**Given passage**
----

Size / / /

Plants in Science Fiction coverI’m in two minds about this. There are ten chapters in the academic collection Plants in Science Fiction: Speculative Vegetation, and while I have time for the content I have, I confess, none for the presentation.

I’ll admit that, for reasons outside the scope of this review, I am seriously questioning the effectiveness of academic communication—both in its language and in the way it chooses to disseminate information. I’m not advocating for researchers and critical thinkers to dumb themselves down, but honestly, is work like Plants in Science Fiction really maximising its communicative potential with passages like these?

Haraway imagines and encourages a multifaceted sympoiesis (“making with” or co-creation) that will challenge both the anthropocentric autopoiesis (self-creation) of the Capitalocene and the ubiquitous double-pronged hubris/fatalism of the Anthropocene. (p. 59)

As this congeneric reading has shown, whereas Lavondyss presents Tallis as literally experiencing arboreal transformation and alternative parturitions, The Vegetarian uses narrative strategies compatible with realist fiction to create a similar experience of temporal and subjective fluidity, so that Yeong-hye’s fantasy of a radically innocent botanical reproduction presses against the framework of consensual reality and of a human-indexed temporality. (p. 143)

----

**Short task 1**
Say whether each statement agrees with the review of Plants in Science Fiction: (a) the collection has ten chapters, (b) the reviewer wants researchers to dumb themselves down, (c) the reviewer has no time for the book's content. Answer yes or no for each, quoting the words of the review that decide it.
**Short task 2**
Copy everything in the review of Plants in Science Fiction from "Haraway imagines and" down to "temporality. (p. 143)", word for word.

----

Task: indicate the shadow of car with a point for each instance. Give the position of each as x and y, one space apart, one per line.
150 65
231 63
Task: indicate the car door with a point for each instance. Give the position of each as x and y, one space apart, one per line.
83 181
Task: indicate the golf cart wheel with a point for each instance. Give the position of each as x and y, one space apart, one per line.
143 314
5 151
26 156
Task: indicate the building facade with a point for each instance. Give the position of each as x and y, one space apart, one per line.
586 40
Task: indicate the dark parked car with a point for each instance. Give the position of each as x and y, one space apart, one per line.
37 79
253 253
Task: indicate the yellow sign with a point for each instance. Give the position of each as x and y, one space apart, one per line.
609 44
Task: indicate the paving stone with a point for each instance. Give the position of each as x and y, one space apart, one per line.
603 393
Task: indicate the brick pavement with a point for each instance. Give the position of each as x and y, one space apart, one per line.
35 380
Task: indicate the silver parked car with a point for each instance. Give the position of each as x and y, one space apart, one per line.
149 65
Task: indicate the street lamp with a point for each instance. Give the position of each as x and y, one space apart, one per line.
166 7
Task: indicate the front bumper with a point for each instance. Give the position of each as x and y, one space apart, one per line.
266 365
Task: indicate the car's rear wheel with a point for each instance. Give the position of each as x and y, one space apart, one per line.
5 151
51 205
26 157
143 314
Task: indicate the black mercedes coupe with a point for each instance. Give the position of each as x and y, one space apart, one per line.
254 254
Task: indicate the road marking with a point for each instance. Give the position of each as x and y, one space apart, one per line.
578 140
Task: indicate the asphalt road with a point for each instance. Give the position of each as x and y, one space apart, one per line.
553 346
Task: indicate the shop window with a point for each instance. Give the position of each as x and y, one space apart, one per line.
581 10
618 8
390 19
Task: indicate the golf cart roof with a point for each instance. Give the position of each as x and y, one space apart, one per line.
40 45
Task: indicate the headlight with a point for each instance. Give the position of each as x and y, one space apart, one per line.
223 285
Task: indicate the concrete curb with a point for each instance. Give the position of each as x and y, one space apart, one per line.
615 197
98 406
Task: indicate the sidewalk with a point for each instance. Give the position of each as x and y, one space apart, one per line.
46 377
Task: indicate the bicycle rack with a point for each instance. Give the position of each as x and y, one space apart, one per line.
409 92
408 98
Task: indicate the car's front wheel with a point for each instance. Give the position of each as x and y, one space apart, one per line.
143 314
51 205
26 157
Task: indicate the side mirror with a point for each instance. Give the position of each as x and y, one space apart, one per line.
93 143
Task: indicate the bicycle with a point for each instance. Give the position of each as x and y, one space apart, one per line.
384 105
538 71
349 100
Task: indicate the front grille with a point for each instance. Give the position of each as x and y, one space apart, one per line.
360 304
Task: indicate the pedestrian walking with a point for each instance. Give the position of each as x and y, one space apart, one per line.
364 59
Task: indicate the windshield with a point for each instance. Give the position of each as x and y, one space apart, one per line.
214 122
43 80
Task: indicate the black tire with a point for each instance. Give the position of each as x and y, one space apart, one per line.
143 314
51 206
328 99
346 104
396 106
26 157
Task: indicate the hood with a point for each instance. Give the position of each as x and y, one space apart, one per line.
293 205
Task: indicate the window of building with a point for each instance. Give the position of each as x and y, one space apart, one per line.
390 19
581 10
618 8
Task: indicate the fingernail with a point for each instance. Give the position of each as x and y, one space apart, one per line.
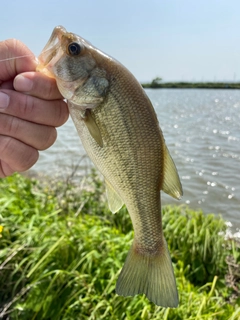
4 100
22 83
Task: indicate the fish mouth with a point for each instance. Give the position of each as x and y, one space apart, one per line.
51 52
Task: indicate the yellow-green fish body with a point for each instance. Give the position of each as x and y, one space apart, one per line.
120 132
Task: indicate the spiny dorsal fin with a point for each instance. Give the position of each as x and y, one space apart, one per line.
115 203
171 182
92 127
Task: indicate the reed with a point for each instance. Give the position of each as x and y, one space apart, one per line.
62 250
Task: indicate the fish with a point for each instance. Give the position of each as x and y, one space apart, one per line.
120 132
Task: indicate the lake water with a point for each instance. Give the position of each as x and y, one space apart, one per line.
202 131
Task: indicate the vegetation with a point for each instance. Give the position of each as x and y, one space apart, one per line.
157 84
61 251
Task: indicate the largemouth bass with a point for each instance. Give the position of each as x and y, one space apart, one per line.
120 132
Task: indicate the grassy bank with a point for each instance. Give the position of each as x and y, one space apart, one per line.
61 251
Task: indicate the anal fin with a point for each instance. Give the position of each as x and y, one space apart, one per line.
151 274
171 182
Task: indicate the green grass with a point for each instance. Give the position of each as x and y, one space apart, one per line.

----

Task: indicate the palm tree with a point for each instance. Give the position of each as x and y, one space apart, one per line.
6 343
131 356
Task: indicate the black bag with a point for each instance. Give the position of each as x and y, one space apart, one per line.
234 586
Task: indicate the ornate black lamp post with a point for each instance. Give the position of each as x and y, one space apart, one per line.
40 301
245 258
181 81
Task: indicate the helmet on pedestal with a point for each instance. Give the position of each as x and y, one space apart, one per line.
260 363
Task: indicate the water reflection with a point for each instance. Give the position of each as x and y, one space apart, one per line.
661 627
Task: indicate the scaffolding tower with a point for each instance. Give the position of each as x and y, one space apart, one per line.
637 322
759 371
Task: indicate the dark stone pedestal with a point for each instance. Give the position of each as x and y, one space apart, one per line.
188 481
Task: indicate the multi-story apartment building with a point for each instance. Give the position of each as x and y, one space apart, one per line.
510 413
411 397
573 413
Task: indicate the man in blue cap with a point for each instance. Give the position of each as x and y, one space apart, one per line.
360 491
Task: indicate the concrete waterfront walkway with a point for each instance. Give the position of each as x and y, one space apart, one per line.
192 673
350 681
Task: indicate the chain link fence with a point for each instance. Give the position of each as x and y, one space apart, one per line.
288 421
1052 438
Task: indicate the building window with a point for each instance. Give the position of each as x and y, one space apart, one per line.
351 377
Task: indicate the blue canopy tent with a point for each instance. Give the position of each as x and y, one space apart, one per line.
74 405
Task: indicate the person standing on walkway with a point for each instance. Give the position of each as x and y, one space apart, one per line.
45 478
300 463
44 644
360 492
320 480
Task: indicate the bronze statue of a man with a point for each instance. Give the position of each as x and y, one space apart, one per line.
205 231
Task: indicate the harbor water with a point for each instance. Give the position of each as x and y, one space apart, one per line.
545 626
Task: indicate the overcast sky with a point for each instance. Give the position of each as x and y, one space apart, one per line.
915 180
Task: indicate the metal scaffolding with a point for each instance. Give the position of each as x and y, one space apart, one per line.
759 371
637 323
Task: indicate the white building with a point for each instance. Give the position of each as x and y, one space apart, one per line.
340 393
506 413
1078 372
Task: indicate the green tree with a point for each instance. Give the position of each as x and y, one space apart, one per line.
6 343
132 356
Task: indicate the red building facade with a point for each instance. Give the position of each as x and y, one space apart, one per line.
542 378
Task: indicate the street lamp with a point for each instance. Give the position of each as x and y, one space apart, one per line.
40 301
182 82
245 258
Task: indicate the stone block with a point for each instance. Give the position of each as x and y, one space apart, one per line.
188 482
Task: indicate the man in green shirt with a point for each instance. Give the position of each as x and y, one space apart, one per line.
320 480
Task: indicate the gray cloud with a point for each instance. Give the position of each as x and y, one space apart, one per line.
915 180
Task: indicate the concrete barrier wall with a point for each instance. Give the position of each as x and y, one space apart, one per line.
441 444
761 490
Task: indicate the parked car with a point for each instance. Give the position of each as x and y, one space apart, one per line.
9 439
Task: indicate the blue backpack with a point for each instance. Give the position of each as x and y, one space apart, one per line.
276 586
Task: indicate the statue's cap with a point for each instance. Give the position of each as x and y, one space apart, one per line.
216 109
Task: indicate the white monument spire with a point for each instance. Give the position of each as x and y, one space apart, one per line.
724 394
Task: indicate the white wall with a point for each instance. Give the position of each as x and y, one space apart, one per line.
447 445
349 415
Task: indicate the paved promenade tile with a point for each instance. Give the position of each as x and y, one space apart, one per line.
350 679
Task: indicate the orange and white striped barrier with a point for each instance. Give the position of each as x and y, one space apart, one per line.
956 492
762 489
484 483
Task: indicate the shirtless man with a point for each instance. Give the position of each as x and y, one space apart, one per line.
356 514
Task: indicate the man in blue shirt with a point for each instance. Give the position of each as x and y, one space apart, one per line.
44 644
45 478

----

**Exercise response 1**
(a) Yes: "There are ten chapters in the academic collection Plants in Science Fiction: Speculative Vegetation"
(b) No: "I’m not advocating for researchers and critical thinkers to dumb themselves down"
(c) No: "while I have time for the content I have, I confess, none for the presentation"

**Exercise response 2**
Haraway imagines and encourages a multifaceted sympoiesis (“making with” or co-creation) that will challenge both the anthropocentric autopoiesis (self-creation) of the Capitalocene and the ubiquitous double-pronged hubris/fatalism of the Anthropocene. (p. 59)

As this congeneric reading has shown, whereas Lavondyss presents Tallis as literally experiencing arboreal transformation and alternative parturitions, The Vegetarian uses narrative strategies compatible with realist fiction to create a similar experience of temporal and subjective fluidity, so that Yeong-hye’s fantasy of a radically innocent botanical reproduction presses against the framework of consensual reality and of a human-indexed temporality. (p. 143)